__What is required__
Rewrite the listing below, swapping each "Tag" for "Mark" and leaving everything else as it is.

------ Extracted entries

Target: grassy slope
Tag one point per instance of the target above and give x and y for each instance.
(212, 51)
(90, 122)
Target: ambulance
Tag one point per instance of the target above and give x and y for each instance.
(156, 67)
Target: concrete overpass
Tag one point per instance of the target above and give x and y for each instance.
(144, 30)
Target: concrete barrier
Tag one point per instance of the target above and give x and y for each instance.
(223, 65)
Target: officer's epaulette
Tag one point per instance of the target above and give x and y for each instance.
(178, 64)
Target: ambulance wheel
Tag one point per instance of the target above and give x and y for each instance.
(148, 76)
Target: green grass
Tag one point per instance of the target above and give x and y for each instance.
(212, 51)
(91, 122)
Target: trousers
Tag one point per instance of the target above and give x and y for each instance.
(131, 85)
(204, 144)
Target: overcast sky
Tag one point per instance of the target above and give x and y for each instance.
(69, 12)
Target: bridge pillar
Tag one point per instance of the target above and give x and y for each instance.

------------

__The result__
Target: grassy slope
Mark one point per instance of the target above and give x and y for each instance.
(212, 51)
(90, 122)
Target: ambulance
Mark one point per instance of the target above and give x and y for each instance.
(156, 67)
Target: concrete overpass
Mark one point per instance of the target above and give x and y for each instance.
(144, 30)
Target: concrete barrier
Mark one point per instance of the target above and give x and y for each instance.
(223, 65)
Target: officer's epaulette
Mark one point per instance of the target above and give x and y for each instance.
(178, 64)
Target: ambulance wheel
Mark one point per instance of the target above and give x and y for each instance.
(148, 76)
Target: green grass
Mark one point per instance of the target above and give x and y for each instance.
(212, 51)
(91, 122)
Target: trousers
Mark one point per instance of the target above and give x and y for each instance.
(131, 85)
(204, 144)
Target: overcast sky
Mark one point per instance of the target above and give x and y for each instance.
(69, 12)
Target: bridge pillar
Mark one point per instance of the target above and give x and y for each instance.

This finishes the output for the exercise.